--- EXERCISE MATERIAL ---

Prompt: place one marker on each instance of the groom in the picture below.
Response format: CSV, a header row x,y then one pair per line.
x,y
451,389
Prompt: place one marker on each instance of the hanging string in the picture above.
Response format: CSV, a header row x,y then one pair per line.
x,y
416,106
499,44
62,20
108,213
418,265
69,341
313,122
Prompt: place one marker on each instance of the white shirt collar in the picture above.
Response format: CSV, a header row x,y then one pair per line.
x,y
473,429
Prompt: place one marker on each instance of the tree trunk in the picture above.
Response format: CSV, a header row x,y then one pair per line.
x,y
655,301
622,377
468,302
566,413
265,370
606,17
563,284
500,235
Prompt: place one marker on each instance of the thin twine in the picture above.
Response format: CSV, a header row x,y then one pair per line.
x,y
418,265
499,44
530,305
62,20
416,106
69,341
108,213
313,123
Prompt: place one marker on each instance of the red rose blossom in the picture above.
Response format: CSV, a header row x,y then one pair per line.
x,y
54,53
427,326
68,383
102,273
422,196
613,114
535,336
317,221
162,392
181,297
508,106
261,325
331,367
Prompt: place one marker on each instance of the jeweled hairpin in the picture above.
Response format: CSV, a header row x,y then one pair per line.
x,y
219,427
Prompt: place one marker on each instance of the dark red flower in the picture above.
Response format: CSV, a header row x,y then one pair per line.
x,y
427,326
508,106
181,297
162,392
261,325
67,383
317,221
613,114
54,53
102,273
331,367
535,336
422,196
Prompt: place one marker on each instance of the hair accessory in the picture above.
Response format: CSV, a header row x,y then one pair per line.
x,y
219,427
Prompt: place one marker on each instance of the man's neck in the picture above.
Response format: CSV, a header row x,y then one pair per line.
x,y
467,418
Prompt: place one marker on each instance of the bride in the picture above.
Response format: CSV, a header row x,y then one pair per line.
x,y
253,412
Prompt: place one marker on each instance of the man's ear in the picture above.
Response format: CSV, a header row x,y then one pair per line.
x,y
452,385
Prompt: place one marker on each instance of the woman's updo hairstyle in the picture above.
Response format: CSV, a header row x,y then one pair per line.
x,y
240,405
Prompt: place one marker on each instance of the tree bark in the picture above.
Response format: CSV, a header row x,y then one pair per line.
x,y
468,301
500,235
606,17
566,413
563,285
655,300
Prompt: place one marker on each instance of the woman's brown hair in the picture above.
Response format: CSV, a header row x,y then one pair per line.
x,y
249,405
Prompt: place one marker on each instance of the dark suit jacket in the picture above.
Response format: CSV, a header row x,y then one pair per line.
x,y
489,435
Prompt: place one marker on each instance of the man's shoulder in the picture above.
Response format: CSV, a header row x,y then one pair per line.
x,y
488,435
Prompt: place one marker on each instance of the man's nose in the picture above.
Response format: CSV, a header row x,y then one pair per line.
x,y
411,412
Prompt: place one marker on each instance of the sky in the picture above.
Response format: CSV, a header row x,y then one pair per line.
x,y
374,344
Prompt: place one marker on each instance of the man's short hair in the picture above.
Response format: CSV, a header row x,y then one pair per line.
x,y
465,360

---

=== INSTRUCTIONS FOR THE TASK ===
Show every line of the listing that includes the word "woman".

=== OUTPUT BELOW ===
Prompt: place one marker on each instance of the woman's updo hairstyle in the picture above.
Prompt: place one marker on each instance of the woman's brown hair in the picture above.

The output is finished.